### TASK INSTRUCTIONS:
Put the records below, from their first line through the line containing "[219,75,226,83]", into a Markdown table with the columns No. and Text, one line per row and numbered in order. Skip blank lines and leave the pictures out.

### DATA PROVIDED:
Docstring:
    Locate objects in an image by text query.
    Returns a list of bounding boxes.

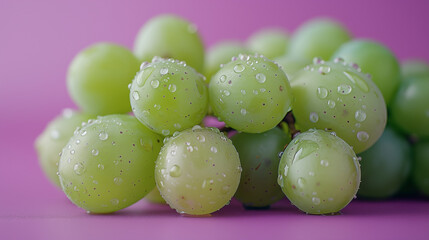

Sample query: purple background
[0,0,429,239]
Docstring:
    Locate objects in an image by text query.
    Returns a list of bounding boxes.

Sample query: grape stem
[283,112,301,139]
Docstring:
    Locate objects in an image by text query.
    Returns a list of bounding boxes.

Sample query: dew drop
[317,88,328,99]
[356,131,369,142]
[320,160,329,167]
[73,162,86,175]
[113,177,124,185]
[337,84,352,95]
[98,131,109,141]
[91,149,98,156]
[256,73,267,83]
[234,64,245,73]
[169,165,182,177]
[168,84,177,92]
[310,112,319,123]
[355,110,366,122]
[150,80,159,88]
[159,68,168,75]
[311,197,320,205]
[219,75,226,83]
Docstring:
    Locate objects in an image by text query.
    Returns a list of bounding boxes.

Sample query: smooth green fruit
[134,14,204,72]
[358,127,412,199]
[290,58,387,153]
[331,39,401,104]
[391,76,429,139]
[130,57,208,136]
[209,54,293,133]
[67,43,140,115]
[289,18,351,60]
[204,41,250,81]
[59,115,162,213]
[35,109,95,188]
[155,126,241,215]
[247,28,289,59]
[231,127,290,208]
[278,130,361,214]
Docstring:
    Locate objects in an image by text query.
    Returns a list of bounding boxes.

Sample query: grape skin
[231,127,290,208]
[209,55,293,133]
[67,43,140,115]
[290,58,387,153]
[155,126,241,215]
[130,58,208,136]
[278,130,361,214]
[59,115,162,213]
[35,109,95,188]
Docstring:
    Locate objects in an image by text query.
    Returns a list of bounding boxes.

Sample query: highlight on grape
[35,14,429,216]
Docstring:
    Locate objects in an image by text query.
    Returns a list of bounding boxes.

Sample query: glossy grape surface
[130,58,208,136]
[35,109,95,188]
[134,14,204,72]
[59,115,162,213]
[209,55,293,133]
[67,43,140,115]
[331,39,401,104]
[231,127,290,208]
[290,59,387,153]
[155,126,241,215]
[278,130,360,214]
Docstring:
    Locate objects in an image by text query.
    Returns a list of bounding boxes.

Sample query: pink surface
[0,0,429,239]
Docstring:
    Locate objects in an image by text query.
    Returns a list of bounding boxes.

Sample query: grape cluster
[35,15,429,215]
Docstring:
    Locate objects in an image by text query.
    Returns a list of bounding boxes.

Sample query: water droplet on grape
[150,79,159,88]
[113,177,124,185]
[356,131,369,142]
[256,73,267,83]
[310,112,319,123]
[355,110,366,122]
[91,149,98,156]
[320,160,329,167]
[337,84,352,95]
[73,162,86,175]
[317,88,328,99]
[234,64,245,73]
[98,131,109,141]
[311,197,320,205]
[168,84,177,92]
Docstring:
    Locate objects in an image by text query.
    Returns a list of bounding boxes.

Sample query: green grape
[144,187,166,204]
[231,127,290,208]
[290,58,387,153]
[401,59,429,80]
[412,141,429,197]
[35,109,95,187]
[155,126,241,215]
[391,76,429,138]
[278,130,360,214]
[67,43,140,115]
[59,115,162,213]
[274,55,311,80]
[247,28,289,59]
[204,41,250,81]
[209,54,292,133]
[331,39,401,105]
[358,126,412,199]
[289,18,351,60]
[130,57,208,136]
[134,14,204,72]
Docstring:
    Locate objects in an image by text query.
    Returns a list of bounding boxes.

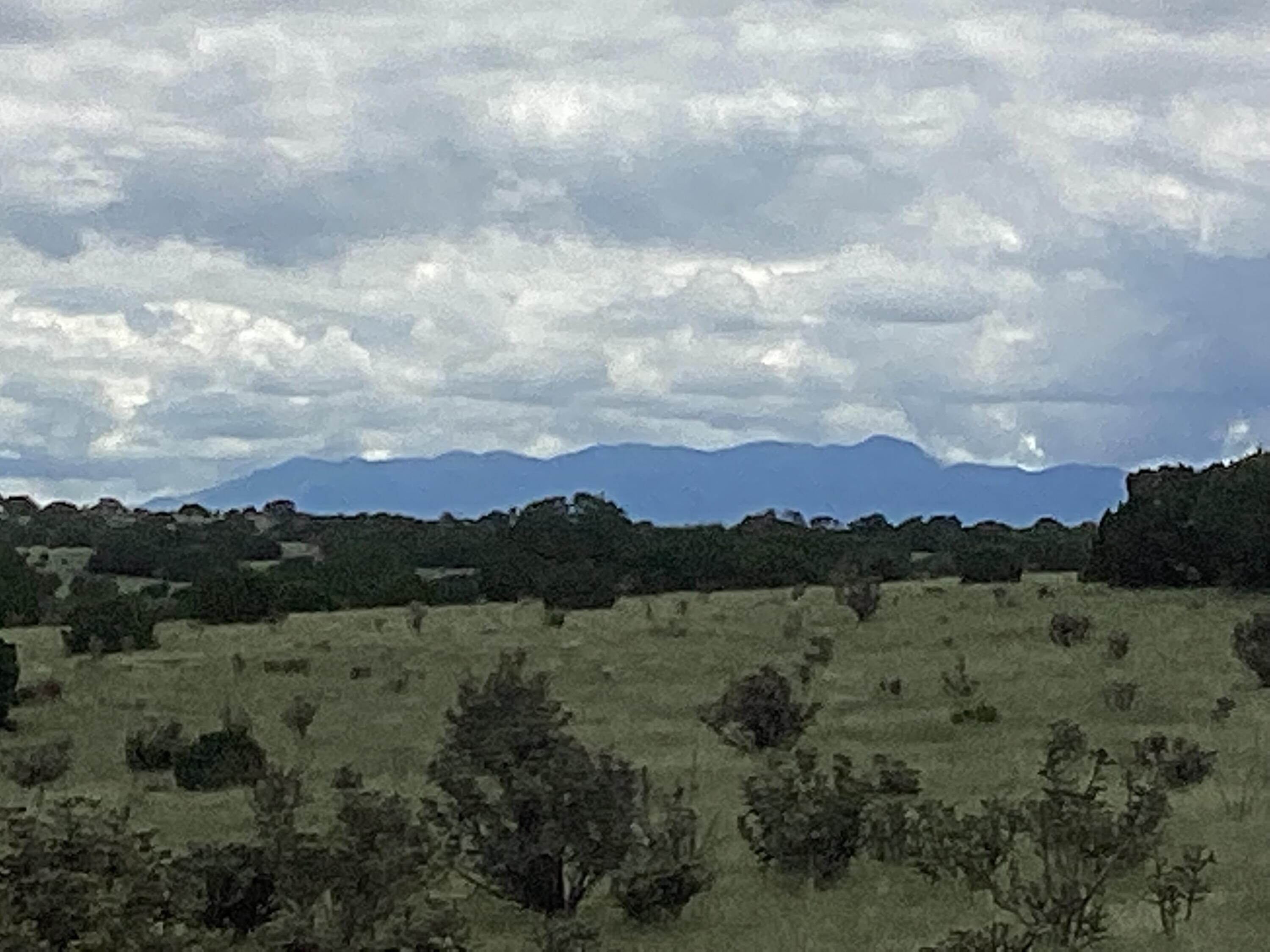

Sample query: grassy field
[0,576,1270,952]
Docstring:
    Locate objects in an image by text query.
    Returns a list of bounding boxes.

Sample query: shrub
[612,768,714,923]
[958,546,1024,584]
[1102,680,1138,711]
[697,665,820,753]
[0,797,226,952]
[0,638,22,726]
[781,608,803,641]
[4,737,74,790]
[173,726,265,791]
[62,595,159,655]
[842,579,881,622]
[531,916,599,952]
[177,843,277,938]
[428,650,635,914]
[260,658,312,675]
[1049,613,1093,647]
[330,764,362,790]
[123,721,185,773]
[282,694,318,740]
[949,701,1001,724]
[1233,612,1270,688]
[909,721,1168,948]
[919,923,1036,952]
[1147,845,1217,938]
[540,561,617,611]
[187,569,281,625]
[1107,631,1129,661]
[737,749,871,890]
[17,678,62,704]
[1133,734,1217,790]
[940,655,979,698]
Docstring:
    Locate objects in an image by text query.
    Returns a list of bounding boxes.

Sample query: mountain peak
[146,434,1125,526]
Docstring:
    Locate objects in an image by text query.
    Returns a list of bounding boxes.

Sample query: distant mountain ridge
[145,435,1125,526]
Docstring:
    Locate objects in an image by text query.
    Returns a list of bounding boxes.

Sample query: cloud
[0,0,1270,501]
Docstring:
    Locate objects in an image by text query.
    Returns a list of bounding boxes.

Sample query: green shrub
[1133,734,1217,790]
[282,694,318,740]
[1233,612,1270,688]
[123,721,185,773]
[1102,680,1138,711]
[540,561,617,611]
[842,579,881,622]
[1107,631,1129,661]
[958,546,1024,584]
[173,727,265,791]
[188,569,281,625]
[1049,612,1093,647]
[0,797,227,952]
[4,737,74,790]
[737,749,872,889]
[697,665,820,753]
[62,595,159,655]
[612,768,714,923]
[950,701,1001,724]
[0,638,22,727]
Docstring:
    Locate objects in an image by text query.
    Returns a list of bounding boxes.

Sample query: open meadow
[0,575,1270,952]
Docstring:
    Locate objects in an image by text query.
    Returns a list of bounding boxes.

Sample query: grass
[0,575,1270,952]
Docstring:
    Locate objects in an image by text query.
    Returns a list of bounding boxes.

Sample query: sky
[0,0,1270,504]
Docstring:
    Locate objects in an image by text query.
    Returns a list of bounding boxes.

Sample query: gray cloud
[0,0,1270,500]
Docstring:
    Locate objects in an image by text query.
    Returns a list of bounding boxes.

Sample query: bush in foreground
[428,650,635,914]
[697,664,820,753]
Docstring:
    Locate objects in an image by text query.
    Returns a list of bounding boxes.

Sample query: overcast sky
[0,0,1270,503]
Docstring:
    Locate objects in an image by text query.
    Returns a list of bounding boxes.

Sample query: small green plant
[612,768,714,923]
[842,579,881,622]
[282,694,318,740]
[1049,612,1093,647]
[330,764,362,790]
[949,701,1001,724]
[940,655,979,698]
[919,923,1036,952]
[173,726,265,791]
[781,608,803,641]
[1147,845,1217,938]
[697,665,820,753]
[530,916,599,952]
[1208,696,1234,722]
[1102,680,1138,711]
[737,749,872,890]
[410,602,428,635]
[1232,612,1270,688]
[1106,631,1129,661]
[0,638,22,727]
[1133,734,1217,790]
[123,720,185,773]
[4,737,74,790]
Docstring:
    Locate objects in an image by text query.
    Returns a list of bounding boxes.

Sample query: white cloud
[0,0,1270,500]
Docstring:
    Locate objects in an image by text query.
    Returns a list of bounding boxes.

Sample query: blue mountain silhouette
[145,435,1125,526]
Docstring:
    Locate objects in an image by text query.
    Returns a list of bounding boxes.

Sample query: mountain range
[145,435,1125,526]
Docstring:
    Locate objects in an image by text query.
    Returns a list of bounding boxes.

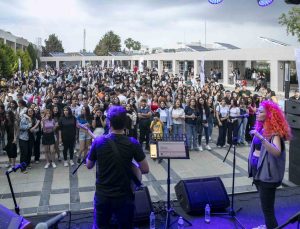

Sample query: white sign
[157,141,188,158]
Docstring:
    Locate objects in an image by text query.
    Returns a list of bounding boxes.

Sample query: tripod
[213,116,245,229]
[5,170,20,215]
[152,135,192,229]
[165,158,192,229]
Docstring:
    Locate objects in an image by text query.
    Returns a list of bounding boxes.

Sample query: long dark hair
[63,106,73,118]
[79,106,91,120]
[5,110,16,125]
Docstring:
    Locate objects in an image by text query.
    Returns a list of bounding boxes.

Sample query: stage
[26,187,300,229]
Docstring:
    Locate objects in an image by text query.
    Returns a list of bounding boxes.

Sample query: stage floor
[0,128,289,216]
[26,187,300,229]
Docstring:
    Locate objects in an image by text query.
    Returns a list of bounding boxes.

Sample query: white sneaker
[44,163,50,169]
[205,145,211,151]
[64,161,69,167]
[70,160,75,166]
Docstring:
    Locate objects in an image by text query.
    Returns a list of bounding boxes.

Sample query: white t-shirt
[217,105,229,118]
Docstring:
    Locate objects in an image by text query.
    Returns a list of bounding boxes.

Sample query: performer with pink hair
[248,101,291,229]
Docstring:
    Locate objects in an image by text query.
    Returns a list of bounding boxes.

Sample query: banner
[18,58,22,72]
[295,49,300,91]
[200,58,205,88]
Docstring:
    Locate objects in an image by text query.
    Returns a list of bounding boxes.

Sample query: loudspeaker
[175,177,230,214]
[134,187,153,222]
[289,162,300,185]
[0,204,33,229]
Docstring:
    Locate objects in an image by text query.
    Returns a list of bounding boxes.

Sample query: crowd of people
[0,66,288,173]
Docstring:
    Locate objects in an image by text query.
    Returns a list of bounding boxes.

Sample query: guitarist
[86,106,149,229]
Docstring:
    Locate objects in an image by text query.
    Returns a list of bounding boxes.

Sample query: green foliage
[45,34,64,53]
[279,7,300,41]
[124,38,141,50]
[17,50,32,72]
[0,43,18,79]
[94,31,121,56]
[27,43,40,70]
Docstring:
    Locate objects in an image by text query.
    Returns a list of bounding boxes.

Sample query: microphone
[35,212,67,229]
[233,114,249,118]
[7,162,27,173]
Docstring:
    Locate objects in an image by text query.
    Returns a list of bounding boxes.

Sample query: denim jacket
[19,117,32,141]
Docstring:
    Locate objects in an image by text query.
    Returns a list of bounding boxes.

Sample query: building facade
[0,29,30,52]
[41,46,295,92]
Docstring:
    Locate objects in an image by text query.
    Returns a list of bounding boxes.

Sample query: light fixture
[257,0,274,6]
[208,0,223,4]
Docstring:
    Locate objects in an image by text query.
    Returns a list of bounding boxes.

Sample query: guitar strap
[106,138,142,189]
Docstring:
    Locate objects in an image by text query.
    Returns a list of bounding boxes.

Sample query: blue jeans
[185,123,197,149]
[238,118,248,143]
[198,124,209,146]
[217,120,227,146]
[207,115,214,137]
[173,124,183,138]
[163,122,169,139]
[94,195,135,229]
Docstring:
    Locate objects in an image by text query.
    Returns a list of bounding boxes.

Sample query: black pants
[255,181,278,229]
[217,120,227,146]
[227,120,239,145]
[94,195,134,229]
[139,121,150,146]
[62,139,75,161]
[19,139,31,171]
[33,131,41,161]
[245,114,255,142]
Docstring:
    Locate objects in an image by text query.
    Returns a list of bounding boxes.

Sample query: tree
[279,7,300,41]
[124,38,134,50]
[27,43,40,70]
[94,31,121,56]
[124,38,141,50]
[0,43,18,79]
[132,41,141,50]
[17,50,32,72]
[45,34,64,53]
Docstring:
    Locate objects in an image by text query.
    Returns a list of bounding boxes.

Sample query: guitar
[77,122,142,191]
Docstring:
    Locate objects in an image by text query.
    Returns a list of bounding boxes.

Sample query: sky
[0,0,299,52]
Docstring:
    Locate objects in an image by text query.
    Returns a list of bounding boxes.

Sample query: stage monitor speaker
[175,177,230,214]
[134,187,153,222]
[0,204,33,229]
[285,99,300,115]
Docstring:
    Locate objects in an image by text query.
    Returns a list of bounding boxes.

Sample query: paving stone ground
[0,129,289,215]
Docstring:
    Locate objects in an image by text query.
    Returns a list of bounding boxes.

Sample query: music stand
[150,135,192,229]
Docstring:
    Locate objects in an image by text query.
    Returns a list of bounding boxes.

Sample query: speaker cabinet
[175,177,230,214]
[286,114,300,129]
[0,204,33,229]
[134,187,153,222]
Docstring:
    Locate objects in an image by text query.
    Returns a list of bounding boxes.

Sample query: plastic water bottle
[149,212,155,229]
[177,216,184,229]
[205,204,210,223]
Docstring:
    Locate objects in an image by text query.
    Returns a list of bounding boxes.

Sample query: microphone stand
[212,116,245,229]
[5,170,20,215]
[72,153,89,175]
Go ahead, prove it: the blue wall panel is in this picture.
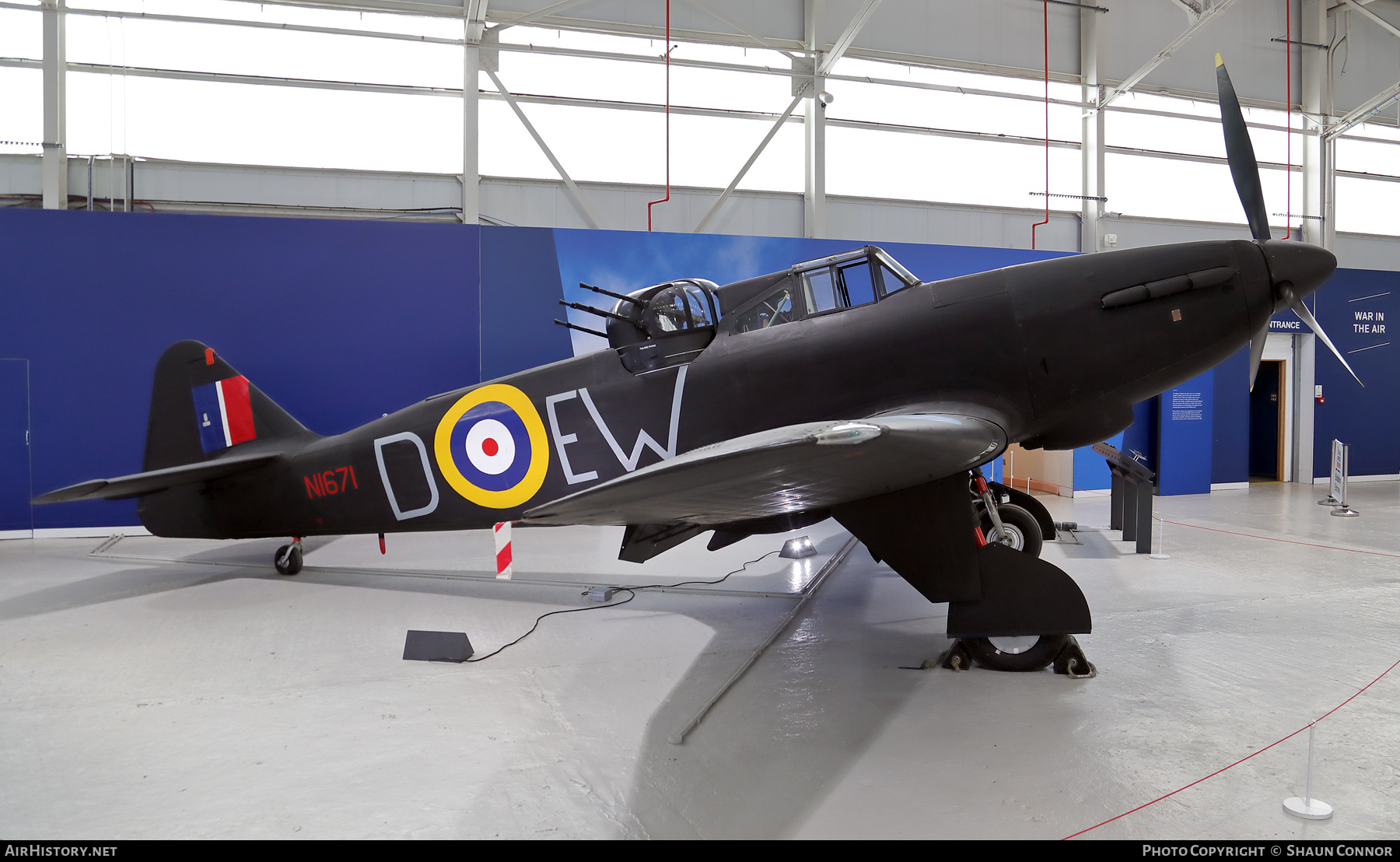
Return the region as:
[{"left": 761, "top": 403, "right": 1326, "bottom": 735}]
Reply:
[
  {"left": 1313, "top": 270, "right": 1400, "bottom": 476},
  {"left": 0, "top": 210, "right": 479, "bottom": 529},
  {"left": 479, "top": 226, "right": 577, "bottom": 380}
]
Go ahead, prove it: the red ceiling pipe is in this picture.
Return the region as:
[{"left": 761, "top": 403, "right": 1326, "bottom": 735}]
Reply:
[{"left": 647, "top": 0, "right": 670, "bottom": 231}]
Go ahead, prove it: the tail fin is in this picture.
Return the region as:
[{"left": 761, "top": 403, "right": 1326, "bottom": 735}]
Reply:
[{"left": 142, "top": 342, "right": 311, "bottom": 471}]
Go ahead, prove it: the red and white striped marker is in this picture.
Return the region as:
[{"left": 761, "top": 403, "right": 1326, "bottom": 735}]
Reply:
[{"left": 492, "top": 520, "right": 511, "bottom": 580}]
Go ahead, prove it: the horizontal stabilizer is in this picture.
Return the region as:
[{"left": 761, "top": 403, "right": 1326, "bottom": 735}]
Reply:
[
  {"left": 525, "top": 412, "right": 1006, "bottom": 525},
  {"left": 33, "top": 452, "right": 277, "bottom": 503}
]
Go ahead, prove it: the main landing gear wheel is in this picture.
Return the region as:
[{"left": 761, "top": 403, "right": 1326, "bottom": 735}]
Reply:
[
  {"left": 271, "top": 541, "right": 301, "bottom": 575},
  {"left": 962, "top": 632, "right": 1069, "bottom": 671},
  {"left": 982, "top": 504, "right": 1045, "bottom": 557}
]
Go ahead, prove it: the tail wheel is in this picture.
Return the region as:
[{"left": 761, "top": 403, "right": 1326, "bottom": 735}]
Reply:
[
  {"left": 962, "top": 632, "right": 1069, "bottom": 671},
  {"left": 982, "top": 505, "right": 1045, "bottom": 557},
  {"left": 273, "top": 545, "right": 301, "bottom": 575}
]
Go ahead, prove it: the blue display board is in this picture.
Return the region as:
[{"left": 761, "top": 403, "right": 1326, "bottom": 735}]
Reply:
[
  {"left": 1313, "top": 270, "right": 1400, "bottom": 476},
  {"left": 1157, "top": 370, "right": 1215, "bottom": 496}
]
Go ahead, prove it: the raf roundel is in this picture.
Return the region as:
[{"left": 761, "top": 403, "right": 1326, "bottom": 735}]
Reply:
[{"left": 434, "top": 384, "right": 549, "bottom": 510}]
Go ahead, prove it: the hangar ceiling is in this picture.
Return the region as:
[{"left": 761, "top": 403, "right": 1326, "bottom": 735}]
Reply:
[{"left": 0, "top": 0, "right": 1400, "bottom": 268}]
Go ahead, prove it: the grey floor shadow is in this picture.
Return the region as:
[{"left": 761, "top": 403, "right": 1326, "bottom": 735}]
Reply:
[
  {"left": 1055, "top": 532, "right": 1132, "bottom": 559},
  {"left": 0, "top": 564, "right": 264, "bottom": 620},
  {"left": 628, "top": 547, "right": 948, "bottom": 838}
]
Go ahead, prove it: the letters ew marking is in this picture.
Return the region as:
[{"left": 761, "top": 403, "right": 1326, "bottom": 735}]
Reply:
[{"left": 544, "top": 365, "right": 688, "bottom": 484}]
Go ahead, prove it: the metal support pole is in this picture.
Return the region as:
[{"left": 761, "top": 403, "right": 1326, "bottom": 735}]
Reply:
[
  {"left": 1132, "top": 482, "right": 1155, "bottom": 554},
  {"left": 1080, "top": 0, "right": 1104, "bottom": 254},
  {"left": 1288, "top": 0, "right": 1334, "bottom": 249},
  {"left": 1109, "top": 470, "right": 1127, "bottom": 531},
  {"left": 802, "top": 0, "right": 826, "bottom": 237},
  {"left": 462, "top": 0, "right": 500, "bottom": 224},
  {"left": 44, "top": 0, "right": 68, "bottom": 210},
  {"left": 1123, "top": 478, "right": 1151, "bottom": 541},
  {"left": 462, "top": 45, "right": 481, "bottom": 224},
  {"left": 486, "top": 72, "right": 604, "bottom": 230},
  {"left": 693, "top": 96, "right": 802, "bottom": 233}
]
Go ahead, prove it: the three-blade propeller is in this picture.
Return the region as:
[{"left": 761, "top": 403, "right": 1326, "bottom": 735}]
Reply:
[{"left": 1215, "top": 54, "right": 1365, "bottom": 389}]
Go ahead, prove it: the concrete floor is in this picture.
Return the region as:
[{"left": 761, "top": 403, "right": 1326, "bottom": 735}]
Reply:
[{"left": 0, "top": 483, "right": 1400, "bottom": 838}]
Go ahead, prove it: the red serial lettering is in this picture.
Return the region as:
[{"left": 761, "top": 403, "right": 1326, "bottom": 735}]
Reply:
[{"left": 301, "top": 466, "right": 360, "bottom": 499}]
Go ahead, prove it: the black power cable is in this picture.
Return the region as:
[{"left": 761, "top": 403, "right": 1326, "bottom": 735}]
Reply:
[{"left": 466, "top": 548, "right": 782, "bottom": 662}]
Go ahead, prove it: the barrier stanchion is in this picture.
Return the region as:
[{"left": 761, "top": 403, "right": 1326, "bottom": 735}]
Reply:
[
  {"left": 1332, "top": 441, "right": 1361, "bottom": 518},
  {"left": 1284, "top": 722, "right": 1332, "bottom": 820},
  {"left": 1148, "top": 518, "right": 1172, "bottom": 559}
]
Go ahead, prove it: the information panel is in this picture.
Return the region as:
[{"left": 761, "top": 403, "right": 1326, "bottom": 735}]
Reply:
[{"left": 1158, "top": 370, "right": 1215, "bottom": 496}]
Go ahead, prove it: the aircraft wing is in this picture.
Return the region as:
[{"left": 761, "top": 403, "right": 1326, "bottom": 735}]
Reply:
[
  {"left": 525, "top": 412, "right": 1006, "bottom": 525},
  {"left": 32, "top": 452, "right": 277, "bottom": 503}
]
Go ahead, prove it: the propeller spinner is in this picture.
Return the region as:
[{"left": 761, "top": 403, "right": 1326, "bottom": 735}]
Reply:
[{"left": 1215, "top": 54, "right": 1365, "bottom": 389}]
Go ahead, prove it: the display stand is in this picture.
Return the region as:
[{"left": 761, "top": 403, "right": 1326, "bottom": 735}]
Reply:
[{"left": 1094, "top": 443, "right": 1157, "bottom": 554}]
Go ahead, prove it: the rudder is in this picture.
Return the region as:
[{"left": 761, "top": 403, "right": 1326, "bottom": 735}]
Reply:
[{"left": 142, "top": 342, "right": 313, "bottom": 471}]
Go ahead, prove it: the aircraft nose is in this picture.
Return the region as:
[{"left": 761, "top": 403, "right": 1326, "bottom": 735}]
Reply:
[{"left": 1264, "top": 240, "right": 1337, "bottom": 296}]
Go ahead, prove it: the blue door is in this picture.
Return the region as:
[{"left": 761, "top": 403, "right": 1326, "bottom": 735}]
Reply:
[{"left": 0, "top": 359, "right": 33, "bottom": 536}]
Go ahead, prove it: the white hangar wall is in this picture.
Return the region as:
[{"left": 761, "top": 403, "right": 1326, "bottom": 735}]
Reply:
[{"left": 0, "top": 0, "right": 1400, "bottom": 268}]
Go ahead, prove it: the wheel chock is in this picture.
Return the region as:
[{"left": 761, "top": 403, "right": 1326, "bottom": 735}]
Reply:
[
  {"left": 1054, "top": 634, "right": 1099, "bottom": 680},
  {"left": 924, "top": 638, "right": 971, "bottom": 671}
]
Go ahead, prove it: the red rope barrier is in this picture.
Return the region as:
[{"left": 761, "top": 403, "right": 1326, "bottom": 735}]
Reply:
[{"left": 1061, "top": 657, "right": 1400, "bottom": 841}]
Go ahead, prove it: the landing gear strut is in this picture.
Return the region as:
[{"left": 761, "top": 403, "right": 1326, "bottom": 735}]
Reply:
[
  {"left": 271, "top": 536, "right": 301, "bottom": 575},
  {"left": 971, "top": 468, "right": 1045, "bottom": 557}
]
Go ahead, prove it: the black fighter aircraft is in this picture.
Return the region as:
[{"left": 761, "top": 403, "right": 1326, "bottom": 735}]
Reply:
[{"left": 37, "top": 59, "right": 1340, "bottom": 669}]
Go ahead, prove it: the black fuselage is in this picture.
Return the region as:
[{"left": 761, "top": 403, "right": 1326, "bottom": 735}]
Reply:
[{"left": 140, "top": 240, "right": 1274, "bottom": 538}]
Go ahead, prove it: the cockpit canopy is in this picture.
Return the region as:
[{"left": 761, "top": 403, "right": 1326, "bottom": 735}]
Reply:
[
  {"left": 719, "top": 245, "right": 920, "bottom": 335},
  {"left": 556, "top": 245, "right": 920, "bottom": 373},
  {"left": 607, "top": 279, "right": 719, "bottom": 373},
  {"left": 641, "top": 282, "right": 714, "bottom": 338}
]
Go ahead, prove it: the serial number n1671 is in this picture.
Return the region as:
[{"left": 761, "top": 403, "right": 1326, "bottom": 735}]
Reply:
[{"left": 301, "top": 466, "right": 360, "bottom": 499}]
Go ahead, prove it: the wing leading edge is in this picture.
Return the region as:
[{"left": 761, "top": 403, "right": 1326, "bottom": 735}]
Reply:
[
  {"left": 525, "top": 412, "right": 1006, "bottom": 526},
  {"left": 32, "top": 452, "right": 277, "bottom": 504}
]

### OUTPUT OF THE TASK:
| No. | Text |
|---|---|
| 1 | Docstring: |
| 2 |     Locate objects in an image by text query. |
| 3 |     Returns a list of bounding boxes. |
| 4 | Sample query: purple background |
| 5 | [0,0,429,239] |
| 6 | Docstring: |
| 7 |     Locate objects in an image by text query. |
| 8 |     Returns a list of bounding boxes. |
| 9 | Sample query: grape stem |
| 10 | [283,112,301,139] |
| 11 | Docstring: |
| 12 |     Locate objects in an image by text query. |
| 13 |     Returns a list of bounding boxes. |
| 14 | Sample query: dew drop |
| 15 | [317,88,328,99] |
| 16 | [356,131,369,142] |
| 17 | [320,160,329,167] |
| 18 | [73,162,86,175] |
| 19 | [113,177,124,185] |
| 20 | [337,84,352,95] |
| 21 | [98,131,109,141] |
| 22 | [91,149,98,156] |
| 23 | [256,73,267,83] |
| 24 | [234,64,245,73] |
| 25 | [169,165,182,177] |
| 26 | [168,84,177,92] |
| 27 | [310,112,319,123] |
| 28 | [355,110,366,122] |
| 29 | [150,80,159,88] |
| 30 | [159,68,168,75] |
| 31 | [311,197,320,205] |
| 32 | [219,75,226,83] |